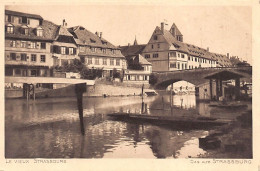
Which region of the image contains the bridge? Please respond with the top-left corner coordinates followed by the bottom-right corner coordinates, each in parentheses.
top-left (152, 66), bottom-right (252, 89)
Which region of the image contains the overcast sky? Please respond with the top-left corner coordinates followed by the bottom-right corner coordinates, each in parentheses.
top-left (6, 5), bottom-right (252, 64)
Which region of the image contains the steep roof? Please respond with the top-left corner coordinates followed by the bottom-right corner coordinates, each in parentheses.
top-left (170, 23), bottom-right (182, 36)
top-left (5, 19), bottom-right (58, 41)
top-left (120, 44), bottom-right (146, 57)
top-left (159, 26), bottom-right (232, 65)
top-left (68, 26), bottom-right (119, 49)
top-left (209, 53), bottom-right (232, 67)
top-left (163, 30), bottom-right (188, 53)
top-left (136, 54), bottom-right (151, 65)
top-left (57, 25), bottom-right (74, 37)
top-left (5, 10), bottom-right (43, 20)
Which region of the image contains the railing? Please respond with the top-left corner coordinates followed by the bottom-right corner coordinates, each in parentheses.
top-left (153, 66), bottom-right (251, 74)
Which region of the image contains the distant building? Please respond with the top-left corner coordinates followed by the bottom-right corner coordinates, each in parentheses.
top-left (51, 20), bottom-right (78, 66)
top-left (68, 26), bottom-right (126, 77)
top-left (141, 22), bottom-right (232, 72)
top-left (5, 10), bottom-right (55, 77)
top-left (121, 42), bottom-right (152, 85)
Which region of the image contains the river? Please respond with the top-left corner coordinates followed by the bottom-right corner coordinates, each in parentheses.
top-left (5, 91), bottom-right (244, 158)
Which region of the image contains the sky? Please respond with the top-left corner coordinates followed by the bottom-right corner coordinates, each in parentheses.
top-left (6, 5), bottom-right (252, 64)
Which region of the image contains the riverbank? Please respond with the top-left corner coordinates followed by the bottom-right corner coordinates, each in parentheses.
top-left (5, 82), bottom-right (156, 99)
top-left (199, 109), bottom-right (252, 158)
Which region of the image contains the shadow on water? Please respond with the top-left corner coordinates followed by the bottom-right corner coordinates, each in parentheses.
top-left (6, 92), bottom-right (247, 158)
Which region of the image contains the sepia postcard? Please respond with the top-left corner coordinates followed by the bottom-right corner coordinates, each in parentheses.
top-left (0, 0), bottom-right (259, 170)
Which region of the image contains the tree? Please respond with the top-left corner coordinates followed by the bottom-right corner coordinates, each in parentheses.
top-left (149, 73), bottom-right (158, 85)
top-left (112, 68), bottom-right (121, 78)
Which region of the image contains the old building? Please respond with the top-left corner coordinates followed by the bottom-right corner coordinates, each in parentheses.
top-left (5, 10), bottom-right (56, 77)
top-left (141, 22), bottom-right (232, 72)
top-left (121, 42), bottom-right (152, 85)
top-left (68, 26), bottom-right (126, 77)
top-left (51, 20), bottom-right (78, 66)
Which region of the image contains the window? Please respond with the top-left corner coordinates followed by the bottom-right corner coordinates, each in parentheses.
top-left (177, 63), bottom-right (180, 69)
top-left (153, 35), bottom-right (158, 40)
top-left (102, 48), bottom-right (106, 53)
top-left (178, 53), bottom-right (180, 57)
top-left (152, 53), bottom-right (158, 58)
top-left (15, 69), bottom-right (21, 75)
top-left (151, 44), bottom-right (154, 49)
top-left (88, 58), bottom-right (92, 64)
top-left (31, 70), bottom-right (37, 76)
top-left (110, 58), bottom-right (114, 65)
top-left (91, 47), bottom-right (96, 52)
top-left (7, 25), bottom-right (14, 34)
top-left (37, 28), bottom-right (43, 37)
top-left (21, 26), bottom-right (29, 35)
top-left (145, 54), bottom-right (150, 58)
top-left (61, 47), bottom-right (66, 54)
top-left (188, 57), bottom-right (190, 60)
top-left (169, 52), bottom-right (176, 57)
top-left (116, 59), bottom-right (120, 66)
top-left (40, 55), bottom-right (46, 62)
top-left (10, 40), bottom-right (16, 47)
top-left (31, 54), bottom-right (36, 62)
top-left (21, 16), bottom-right (27, 24)
top-left (181, 54), bottom-right (185, 58)
top-left (158, 44), bottom-right (160, 48)
top-left (10, 53), bottom-right (16, 60)
top-left (40, 42), bottom-right (46, 49)
top-left (103, 58), bottom-right (107, 65)
top-left (195, 58), bottom-right (197, 62)
top-left (30, 42), bottom-right (36, 49)
top-left (69, 47), bottom-right (74, 55)
top-left (95, 58), bottom-right (99, 65)
top-left (182, 63), bottom-right (184, 69)
top-left (21, 41), bottom-right (26, 48)
top-left (21, 53), bottom-right (27, 61)
top-left (170, 63), bottom-right (176, 68)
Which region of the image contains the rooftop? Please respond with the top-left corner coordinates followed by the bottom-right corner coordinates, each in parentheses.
top-left (5, 10), bottom-right (43, 20)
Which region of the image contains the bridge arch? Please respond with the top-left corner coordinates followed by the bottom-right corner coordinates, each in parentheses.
top-left (152, 67), bottom-right (252, 90)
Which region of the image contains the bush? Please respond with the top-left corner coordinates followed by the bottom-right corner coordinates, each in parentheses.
top-left (80, 67), bottom-right (103, 80)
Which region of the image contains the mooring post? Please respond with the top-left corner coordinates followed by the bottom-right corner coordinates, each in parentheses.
top-left (141, 84), bottom-right (144, 114)
top-left (26, 84), bottom-right (29, 101)
top-left (162, 96), bottom-right (164, 110)
top-left (33, 84), bottom-right (35, 100)
top-left (75, 83), bottom-right (87, 135)
top-left (170, 84), bottom-right (173, 108)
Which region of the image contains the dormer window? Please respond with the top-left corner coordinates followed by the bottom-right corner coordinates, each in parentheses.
top-left (36, 27), bottom-right (43, 37)
top-left (21, 25), bottom-right (29, 35)
top-left (6, 24), bottom-right (14, 34)
top-left (90, 38), bottom-right (96, 43)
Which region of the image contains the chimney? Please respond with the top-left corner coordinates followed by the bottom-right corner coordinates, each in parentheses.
top-left (207, 47), bottom-right (209, 52)
top-left (63, 19), bottom-right (66, 26)
top-left (161, 22), bottom-right (164, 34)
top-left (227, 53), bottom-right (229, 58)
top-left (95, 31), bottom-right (99, 37)
top-left (99, 32), bottom-right (102, 39)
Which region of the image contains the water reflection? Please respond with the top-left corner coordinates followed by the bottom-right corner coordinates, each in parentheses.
top-left (5, 93), bottom-right (244, 158)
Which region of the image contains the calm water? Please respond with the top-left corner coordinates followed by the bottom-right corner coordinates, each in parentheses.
top-left (5, 91), bottom-right (245, 158)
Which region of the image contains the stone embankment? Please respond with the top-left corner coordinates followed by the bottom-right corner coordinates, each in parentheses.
top-left (34, 83), bottom-right (155, 98)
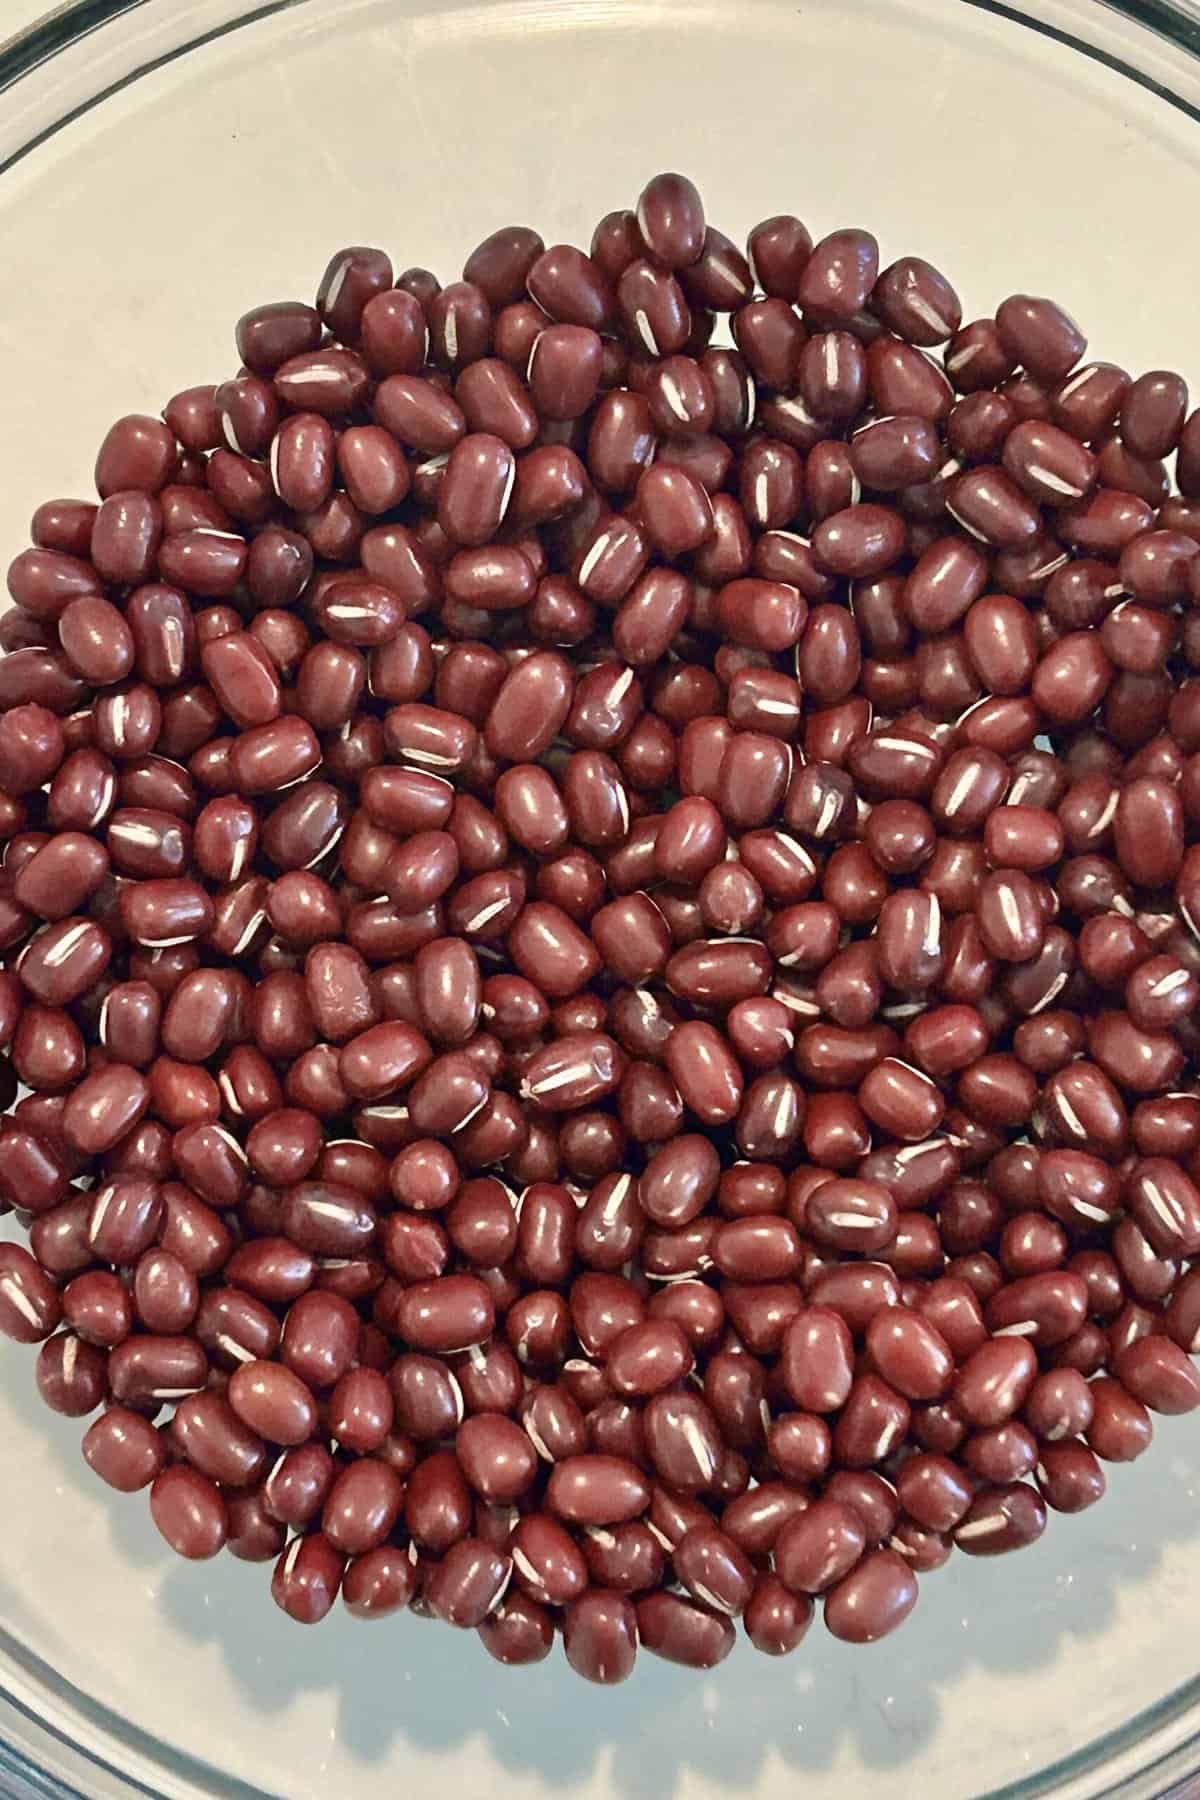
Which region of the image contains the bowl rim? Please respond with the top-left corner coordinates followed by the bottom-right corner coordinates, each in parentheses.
top-left (1, 0), bottom-right (1200, 155)
top-left (0, 1), bottom-right (1199, 1796)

**Task directions**
Write the entries above out again exactly, omitting each image.

**Answer section**
Which region of the image contains the bridge? Please respond with the top-left corner coordinates followed by the bottom-right corner coordinates, each in parentheses.
top-left (152, 66), bottom-right (252, 89)
Which region of the image contains the overcast sky? Please respond with the top-left corner coordinates followed by the bottom-right corner coordinates, each in parentheses.
top-left (6, 5), bottom-right (252, 64)
Which region of the image contains the steep roof? Please respond with the top-left corner coordinates followed by the bottom-right corner coordinates, each in parentheses.
top-left (170, 23), bottom-right (182, 36)
top-left (5, 19), bottom-right (58, 41)
top-left (120, 44), bottom-right (146, 57)
top-left (159, 26), bottom-right (232, 65)
top-left (68, 26), bottom-right (119, 49)
top-left (209, 53), bottom-right (232, 67)
top-left (163, 30), bottom-right (188, 53)
top-left (136, 54), bottom-right (151, 65)
top-left (57, 25), bottom-right (74, 37)
top-left (5, 10), bottom-right (43, 20)
Which region of the image contains the railing? Please respond with the top-left corner coordinates followed by the bottom-right corner coordinates, each in parentheses.
top-left (153, 66), bottom-right (251, 74)
Which region of the image contains the distant building? Please respond with the top-left corner coordinates followed by the bottom-right corner coordinates, each in parentheses.
top-left (51, 20), bottom-right (78, 66)
top-left (68, 26), bottom-right (126, 77)
top-left (141, 22), bottom-right (232, 72)
top-left (5, 10), bottom-right (55, 77)
top-left (121, 42), bottom-right (152, 85)
Which region of the image contains the river? Please respond with the top-left corner coordinates followed by the bottom-right corner coordinates, each in parentheses.
top-left (5, 91), bottom-right (244, 158)
Which region of the image contains the sky? Please respond with the top-left corner coordinates followed by the bottom-right corner coordinates, each in parentheses.
top-left (6, 5), bottom-right (252, 64)
Which region of the image contains the riverbank? Please respond with the top-left corner coordinates followed by the bottom-right corner coordinates, each in parentheses.
top-left (5, 82), bottom-right (156, 99)
top-left (199, 109), bottom-right (252, 158)
Which region of the image contains the shadow on water? Please respond with the top-left corner coordinates followed by the bottom-right corner coordinates, each in parentheses.
top-left (6, 92), bottom-right (247, 158)
Which region of the image contains the sepia postcard? Please respond with the top-left corner coordinates followed by the bottom-right corner coordinates, each in parentheses.
top-left (0, 0), bottom-right (259, 170)
Which region of the image contains the tree? Please respond with the top-left corner coordinates followed by the bottom-right corner coordinates, each in parentheses.
top-left (149, 73), bottom-right (158, 85)
top-left (112, 68), bottom-right (121, 78)
Which region of the image contains the old building? Please respond with the top-left corner coordinates followed by the bottom-right corner coordinates, each in parentheses.
top-left (5, 10), bottom-right (56, 77)
top-left (141, 22), bottom-right (232, 72)
top-left (121, 42), bottom-right (152, 85)
top-left (68, 26), bottom-right (126, 77)
top-left (51, 20), bottom-right (78, 66)
Which region of the image contains the window? Please respond with the top-left corner coordinates followed by the bottom-right corner coordinates, each in parentheses.
top-left (177, 63), bottom-right (180, 69)
top-left (153, 35), bottom-right (158, 40)
top-left (102, 48), bottom-right (106, 53)
top-left (178, 53), bottom-right (180, 57)
top-left (152, 53), bottom-right (158, 58)
top-left (15, 69), bottom-right (21, 75)
top-left (151, 44), bottom-right (154, 49)
top-left (88, 58), bottom-right (92, 64)
top-left (31, 70), bottom-right (37, 76)
top-left (110, 58), bottom-right (114, 65)
top-left (91, 47), bottom-right (96, 52)
top-left (7, 25), bottom-right (14, 34)
top-left (37, 28), bottom-right (43, 37)
top-left (21, 26), bottom-right (29, 35)
top-left (145, 54), bottom-right (150, 58)
top-left (61, 47), bottom-right (66, 54)
top-left (188, 57), bottom-right (190, 60)
top-left (169, 52), bottom-right (176, 57)
top-left (116, 59), bottom-right (120, 66)
top-left (40, 55), bottom-right (46, 62)
top-left (10, 40), bottom-right (16, 47)
top-left (31, 54), bottom-right (36, 62)
top-left (21, 16), bottom-right (27, 24)
top-left (181, 54), bottom-right (185, 58)
top-left (158, 44), bottom-right (160, 48)
top-left (10, 53), bottom-right (16, 60)
top-left (40, 42), bottom-right (46, 49)
top-left (103, 58), bottom-right (107, 65)
top-left (195, 58), bottom-right (197, 62)
top-left (30, 42), bottom-right (36, 49)
top-left (69, 47), bottom-right (74, 55)
top-left (95, 58), bottom-right (99, 65)
top-left (182, 63), bottom-right (184, 69)
top-left (21, 41), bottom-right (26, 48)
top-left (21, 53), bottom-right (27, 61)
top-left (170, 63), bottom-right (176, 68)
Which region of the image contains the rooftop? Please respond with the top-left corner coordinates followed by the bottom-right corner coordinates, each in parentheses.
top-left (5, 10), bottom-right (43, 20)
Which region of the image contains the bridge arch? Please respond with the top-left corner coordinates followed by the bottom-right corner coordinates, each in parentheses.
top-left (152, 67), bottom-right (252, 90)
Which region of the image contains the bush? Please respond with the top-left corner coordinates followed by the bottom-right corner coordinates, each in parentheses.
top-left (80, 67), bottom-right (103, 80)
Which region of the image contains the mooring post? Please respond with the top-left corner coordinates followed by the bottom-right corner coordinates, each in parentheses.
top-left (141, 84), bottom-right (144, 114)
top-left (26, 84), bottom-right (29, 101)
top-left (162, 96), bottom-right (164, 110)
top-left (33, 84), bottom-right (35, 100)
top-left (75, 83), bottom-right (87, 135)
top-left (170, 84), bottom-right (173, 108)
Which region of the image contains the dormer window? Please respond with the top-left corner coordinates followed by the bottom-right corner coordinates, each in parentheses.
top-left (36, 27), bottom-right (43, 37)
top-left (21, 25), bottom-right (29, 35)
top-left (6, 24), bottom-right (14, 34)
top-left (90, 38), bottom-right (96, 43)
Which region of the image contains the chimney? Please respond with the top-left corner coordinates followed by the bottom-right corner coordinates, each in parentheses.
top-left (207, 47), bottom-right (209, 52)
top-left (63, 19), bottom-right (66, 26)
top-left (161, 22), bottom-right (164, 34)
top-left (227, 53), bottom-right (229, 58)
top-left (95, 31), bottom-right (99, 37)
top-left (99, 32), bottom-right (102, 39)
Which region of the image contains the water reflection? Please respond with the top-left corner coordinates followed by the bottom-right corner coordinates, each in parentheses.
top-left (5, 93), bottom-right (244, 158)
Which region of the image contains the calm water? Please respond with the top-left corner coordinates followed by the bottom-right corner coordinates, each in parentheses.
top-left (5, 91), bottom-right (245, 158)
Which region of the image contains the stone embankment? Please respond with the top-left corner coordinates followed by the bottom-right corner coordinates, each in parentheses.
top-left (34, 83), bottom-right (155, 98)
Which region of the image contains the bowl rim? Please respond with the top-left corner coordinates followed by the bottom-right corner coordinates, each in parentheses.
top-left (1, 0), bottom-right (1200, 155)
top-left (0, 1), bottom-right (1199, 1796)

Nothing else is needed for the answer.